• Short problem
Omit the pictures and return every entry exactly as written.

Dataset entries
┄┄┄┄┄┄

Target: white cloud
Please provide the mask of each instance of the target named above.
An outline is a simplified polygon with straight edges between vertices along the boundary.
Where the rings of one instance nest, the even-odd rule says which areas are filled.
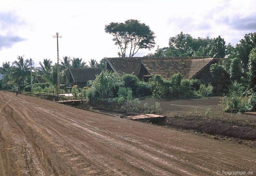
[[[26,40],[0,50],[0,64],[23,55],[36,65],[45,58],[56,62],[56,39],[52,37],[56,32],[63,36],[59,39],[60,59],[83,58],[88,63],[91,59],[117,57],[118,47],[105,32],[105,25],[130,19],[149,26],[156,36],[156,48],[167,46],[169,38],[181,31],[195,38],[220,35],[227,44],[234,45],[255,31],[255,9],[254,0],[2,0],[0,11],[12,14],[15,18],[9,19],[18,25],[7,31],[0,26],[0,35],[6,37],[10,32]],[[136,55],[155,49],[141,50]]]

┄┄┄┄┄┄

• Result for this exercise
Target: white cloud
Please provide the mask of each instance of the target named above.
An outline is a simplified polygon with straight edges between vertices along the boundary.
Where the rings of one instance nest, the even-odd rule says which areas are filled.
[[[26,40],[0,50],[0,64],[23,55],[36,65],[45,58],[56,62],[56,39],[52,37],[56,32],[63,36],[59,39],[60,59],[83,58],[88,63],[91,59],[117,57],[118,47],[105,32],[105,25],[130,19],[149,26],[156,36],[156,48],[167,46],[169,38],[181,31],[195,38],[220,35],[227,44],[234,45],[255,31],[255,9],[254,0],[2,0],[0,11],[12,14],[15,18],[9,19],[18,25],[7,31],[0,26],[0,35],[6,37],[10,32]],[[136,55],[155,49],[141,50]]]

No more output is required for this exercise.